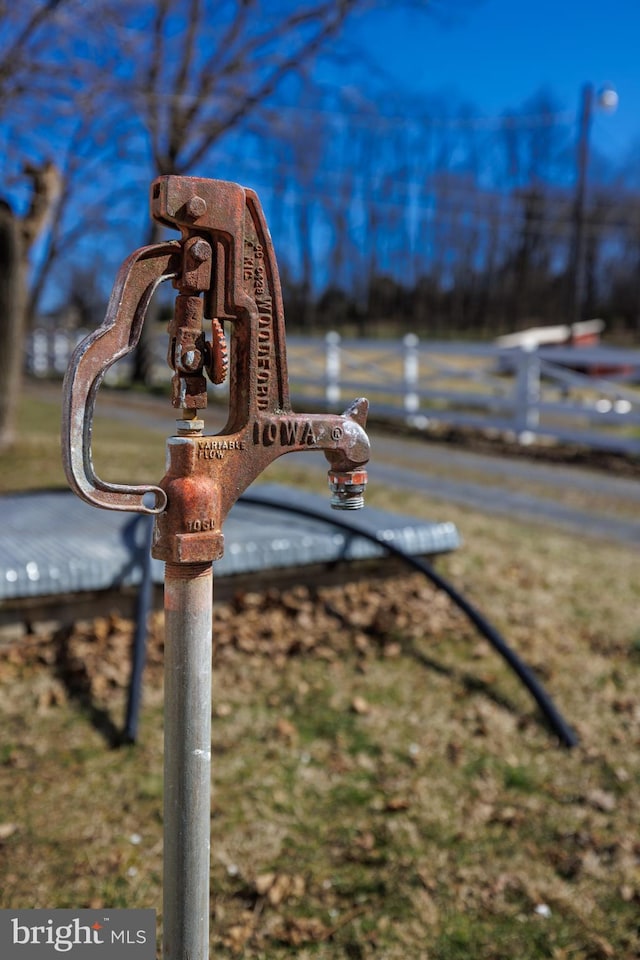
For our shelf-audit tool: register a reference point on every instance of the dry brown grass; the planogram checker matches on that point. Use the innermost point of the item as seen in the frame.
(383, 786)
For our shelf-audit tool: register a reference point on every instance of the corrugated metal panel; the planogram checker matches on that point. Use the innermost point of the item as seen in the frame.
(53, 543)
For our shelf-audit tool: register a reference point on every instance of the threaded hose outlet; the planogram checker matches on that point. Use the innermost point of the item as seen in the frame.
(347, 489)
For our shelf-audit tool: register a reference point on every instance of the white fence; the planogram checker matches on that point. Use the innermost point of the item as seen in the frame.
(581, 395)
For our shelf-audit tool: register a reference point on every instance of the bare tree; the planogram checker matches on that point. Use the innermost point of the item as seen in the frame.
(205, 69)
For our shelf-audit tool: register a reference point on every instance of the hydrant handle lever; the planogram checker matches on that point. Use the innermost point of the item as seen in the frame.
(224, 269)
(117, 336)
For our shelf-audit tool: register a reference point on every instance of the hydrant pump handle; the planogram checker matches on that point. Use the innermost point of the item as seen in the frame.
(225, 272)
(118, 335)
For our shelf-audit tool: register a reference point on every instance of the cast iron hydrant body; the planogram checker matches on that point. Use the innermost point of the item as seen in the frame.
(224, 270)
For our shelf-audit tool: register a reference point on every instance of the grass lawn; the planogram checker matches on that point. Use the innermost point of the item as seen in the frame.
(383, 786)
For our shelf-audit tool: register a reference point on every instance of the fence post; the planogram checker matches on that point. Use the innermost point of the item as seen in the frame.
(332, 368)
(527, 393)
(411, 374)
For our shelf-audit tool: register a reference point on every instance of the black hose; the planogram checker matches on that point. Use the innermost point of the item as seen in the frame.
(565, 733)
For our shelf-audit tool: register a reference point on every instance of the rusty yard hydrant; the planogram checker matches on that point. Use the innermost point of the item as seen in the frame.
(224, 269)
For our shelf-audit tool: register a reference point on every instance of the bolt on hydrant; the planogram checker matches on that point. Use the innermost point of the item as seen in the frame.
(224, 270)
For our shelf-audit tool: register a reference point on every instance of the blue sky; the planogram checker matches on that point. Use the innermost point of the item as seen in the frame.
(496, 54)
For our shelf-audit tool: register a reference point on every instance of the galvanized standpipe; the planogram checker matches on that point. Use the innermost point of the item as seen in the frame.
(224, 269)
(188, 590)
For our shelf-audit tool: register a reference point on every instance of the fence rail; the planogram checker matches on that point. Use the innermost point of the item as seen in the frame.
(582, 395)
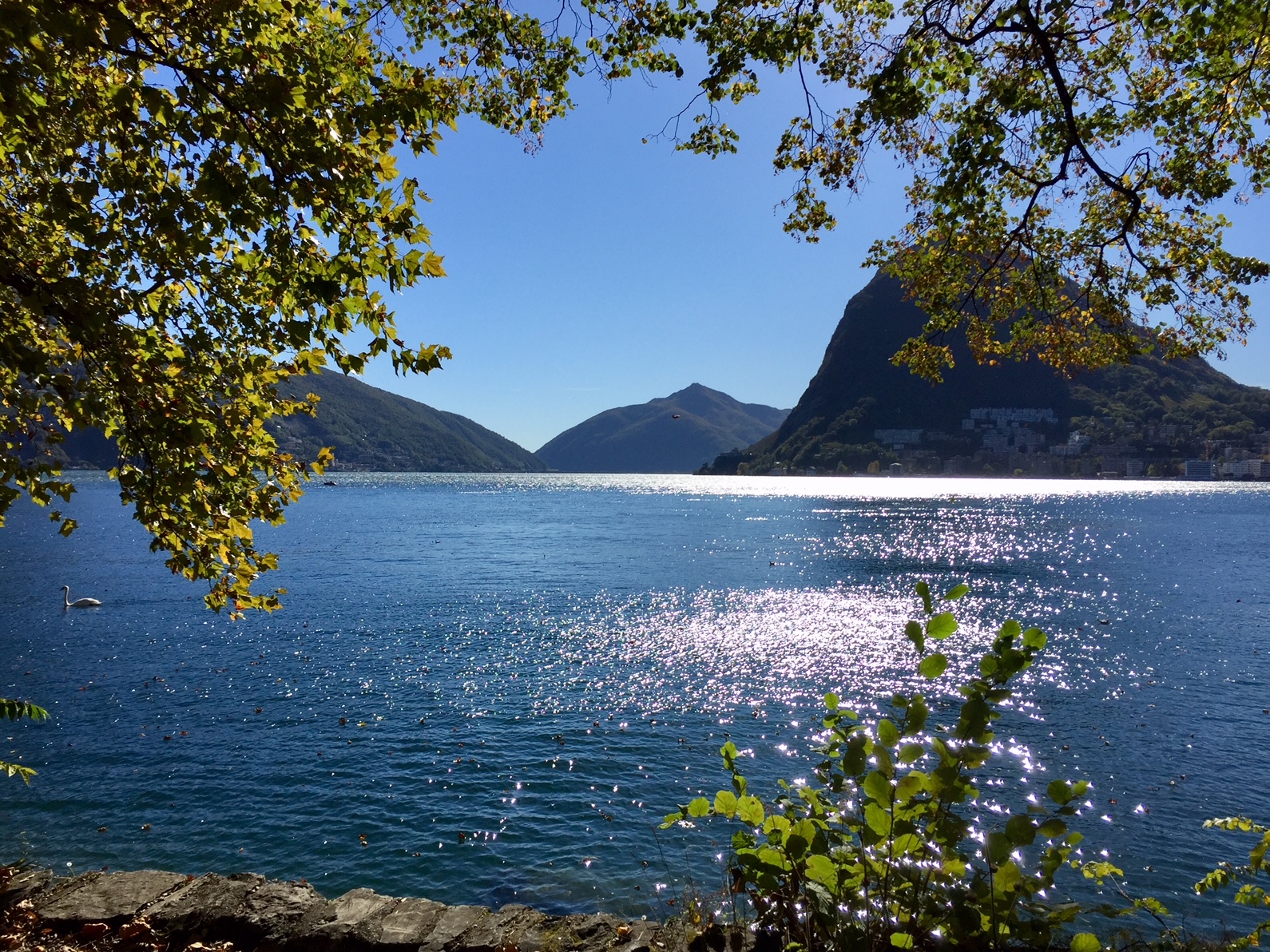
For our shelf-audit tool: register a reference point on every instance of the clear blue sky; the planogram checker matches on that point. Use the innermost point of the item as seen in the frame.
(602, 272)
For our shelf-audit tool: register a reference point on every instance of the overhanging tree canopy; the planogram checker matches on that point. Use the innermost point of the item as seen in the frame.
(201, 200)
(1070, 157)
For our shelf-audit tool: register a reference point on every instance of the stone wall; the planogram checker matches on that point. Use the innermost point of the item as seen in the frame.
(152, 910)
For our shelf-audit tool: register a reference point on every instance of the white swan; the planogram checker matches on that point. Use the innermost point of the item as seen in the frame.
(77, 602)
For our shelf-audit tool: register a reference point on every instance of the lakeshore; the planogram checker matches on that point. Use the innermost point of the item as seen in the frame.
(164, 910)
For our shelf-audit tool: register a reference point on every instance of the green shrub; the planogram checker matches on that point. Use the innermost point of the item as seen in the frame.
(15, 710)
(1251, 893)
(883, 852)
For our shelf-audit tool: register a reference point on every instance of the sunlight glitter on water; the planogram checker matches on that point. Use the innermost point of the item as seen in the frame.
(520, 646)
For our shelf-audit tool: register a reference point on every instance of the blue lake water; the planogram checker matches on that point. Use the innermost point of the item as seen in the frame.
(533, 670)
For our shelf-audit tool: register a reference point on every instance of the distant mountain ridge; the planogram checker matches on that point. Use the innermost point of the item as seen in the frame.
(860, 409)
(677, 433)
(374, 429)
(371, 429)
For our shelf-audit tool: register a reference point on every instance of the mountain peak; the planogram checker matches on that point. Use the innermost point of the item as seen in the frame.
(677, 433)
(860, 409)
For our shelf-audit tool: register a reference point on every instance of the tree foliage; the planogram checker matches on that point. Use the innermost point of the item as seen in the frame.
(200, 200)
(1068, 157)
(14, 711)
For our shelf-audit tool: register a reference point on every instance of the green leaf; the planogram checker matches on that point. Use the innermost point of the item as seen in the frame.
(749, 810)
(878, 819)
(1052, 829)
(934, 665)
(878, 787)
(910, 753)
(941, 626)
(820, 868)
(725, 803)
(888, 732)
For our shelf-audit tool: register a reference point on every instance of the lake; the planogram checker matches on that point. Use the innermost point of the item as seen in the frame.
(492, 688)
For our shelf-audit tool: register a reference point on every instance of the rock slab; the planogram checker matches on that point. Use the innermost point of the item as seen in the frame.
(272, 915)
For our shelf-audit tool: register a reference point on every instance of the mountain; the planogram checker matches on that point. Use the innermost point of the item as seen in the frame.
(861, 411)
(370, 428)
(677, 433)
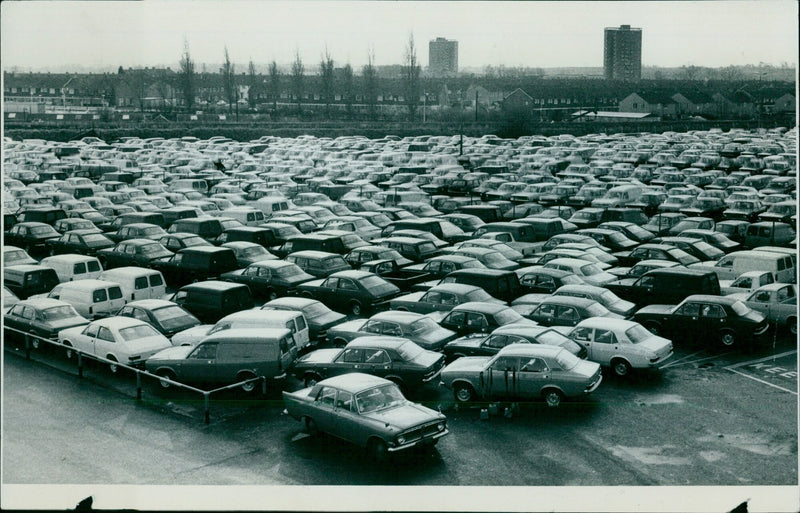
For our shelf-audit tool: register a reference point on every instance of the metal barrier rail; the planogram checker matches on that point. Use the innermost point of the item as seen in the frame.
(28, 337)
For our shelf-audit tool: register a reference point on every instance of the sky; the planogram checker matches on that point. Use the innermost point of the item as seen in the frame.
(97, 34)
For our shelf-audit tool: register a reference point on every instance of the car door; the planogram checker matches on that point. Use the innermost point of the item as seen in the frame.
(199, 365)
(502, 378)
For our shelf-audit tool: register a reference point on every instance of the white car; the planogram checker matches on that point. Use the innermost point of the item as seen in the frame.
(120, 339)
(620, 344)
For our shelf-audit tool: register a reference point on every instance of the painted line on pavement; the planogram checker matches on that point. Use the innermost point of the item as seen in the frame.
(761, 381)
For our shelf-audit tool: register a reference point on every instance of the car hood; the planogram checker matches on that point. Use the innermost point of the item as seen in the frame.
(406, 416)
(171, 353)
(191, 336)
(319, 356)
(414, 297)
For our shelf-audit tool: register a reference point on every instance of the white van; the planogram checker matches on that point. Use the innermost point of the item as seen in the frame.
(248, 216)
(74, 267)
(268, 205)
(137, 282)
(90, 298)
(732, 265)
(254, 318)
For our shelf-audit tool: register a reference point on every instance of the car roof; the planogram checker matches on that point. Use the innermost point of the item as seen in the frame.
(354, 382)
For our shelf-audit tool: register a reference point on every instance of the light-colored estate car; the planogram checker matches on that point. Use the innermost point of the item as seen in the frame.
(368, 411)
(522, 372)
(119, 339)
(620, 344)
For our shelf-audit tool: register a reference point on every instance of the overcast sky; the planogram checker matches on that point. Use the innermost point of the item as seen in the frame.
(533, 34)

****************************************

Task statement: Every line from the line containing "the car roof;" to the last line of the material above must be repeated exactly, and no other line.

Response for this exercise:
For our shelf-audit tool: register a reference point on every instance of the car roof; the planogram checker matches on that point. Use the innermost point of the item as seen in the frame.
(354, 382)
For our shelf-audit tool: register a reference point on every instance of the light-colored estate car; the planogram checker matches on that point. Use the innermost point of the item as seen in the frame.
(368, 411)
(522, 372)
(119, 339)
(620, 344)
For our shelf-audit tool: register a reference point on every instance of the overcast sky; the planogram checker matches on that point. Use the innermost point of the item as seen in the frame.
(533, 34)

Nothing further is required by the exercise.